§ **Task to carry out**:
Transcribe, word for word and without additions, each line below from the one containing "Query: person crouching" through the one containing "Query: plastic bucket", both ends included.

§ **Collected data entries**:
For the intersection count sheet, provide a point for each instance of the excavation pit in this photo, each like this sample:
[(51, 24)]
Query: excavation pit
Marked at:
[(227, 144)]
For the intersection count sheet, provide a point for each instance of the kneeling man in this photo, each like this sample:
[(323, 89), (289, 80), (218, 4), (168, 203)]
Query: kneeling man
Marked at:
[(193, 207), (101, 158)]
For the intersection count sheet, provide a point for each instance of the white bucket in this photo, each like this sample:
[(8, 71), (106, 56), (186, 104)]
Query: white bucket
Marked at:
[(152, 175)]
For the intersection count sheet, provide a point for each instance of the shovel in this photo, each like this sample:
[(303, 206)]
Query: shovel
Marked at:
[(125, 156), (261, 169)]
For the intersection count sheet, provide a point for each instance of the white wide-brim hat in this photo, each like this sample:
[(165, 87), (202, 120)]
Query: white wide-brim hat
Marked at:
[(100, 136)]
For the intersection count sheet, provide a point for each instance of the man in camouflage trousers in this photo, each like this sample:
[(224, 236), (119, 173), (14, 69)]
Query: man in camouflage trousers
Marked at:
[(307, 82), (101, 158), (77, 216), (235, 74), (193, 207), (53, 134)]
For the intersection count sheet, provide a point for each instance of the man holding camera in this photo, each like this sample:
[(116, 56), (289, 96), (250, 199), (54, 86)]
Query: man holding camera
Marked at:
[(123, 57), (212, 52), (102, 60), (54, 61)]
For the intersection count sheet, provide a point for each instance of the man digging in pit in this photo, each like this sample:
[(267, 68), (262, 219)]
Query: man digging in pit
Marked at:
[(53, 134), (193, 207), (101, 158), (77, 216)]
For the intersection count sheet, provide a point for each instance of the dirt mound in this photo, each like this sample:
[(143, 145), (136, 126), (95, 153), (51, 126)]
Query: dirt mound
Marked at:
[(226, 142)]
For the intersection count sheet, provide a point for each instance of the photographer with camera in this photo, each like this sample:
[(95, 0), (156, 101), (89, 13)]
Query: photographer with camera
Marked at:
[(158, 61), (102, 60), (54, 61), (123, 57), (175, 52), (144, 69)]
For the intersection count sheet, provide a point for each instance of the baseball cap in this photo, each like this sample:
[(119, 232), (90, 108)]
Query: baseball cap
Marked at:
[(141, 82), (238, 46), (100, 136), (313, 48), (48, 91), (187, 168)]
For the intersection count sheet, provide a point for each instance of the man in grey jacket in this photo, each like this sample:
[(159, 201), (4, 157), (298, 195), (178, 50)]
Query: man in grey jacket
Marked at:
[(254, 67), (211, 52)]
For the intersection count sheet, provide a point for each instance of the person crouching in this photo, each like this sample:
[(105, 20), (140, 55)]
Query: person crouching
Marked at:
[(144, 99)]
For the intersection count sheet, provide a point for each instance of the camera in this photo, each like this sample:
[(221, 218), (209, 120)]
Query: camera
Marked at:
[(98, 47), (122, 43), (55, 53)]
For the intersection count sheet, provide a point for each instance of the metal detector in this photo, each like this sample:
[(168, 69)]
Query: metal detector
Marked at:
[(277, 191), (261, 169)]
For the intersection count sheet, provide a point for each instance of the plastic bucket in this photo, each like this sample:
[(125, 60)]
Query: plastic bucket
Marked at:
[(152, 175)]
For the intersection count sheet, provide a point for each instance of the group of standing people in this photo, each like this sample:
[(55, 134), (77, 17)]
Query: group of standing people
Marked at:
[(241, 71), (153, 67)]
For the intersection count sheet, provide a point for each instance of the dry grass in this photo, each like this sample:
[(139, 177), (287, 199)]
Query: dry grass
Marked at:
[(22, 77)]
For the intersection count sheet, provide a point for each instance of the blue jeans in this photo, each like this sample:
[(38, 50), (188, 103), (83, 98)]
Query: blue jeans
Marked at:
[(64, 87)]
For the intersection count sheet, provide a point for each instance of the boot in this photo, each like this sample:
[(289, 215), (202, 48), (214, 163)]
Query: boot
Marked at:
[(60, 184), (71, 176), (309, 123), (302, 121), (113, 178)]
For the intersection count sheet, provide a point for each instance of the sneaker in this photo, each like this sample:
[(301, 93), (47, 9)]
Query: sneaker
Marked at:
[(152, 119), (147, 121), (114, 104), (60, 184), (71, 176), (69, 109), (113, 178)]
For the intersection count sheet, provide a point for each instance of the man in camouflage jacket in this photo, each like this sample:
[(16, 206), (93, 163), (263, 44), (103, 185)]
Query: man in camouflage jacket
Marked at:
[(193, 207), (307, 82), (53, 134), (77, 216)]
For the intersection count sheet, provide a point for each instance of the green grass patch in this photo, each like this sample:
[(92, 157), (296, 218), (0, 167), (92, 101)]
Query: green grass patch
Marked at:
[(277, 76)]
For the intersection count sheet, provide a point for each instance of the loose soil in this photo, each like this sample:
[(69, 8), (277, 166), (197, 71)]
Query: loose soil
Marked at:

§ **Output of the task**:
Query: person crouching
Marked at:
[(144, 99)]
For the intersection count sheet, provide a point for each instance of the camera in this photo, each like this sample:
[(221, 218), (209, 120)]
Query: camera
Marked at:
[(98, 47), (122, 43), (55, 53)]
For the intersection count sheet, provide a point for each instance of the metal detector in this photo, each like this sample:
[(168, 69)]
Query: metal detector
Marked at:
[(277, 191), (261, 169)]
For the intersection count sheet, provide a point for each instance of the plastic bucket in this photo, each like this sample:
[(125, 60)]
Query: plastic bucket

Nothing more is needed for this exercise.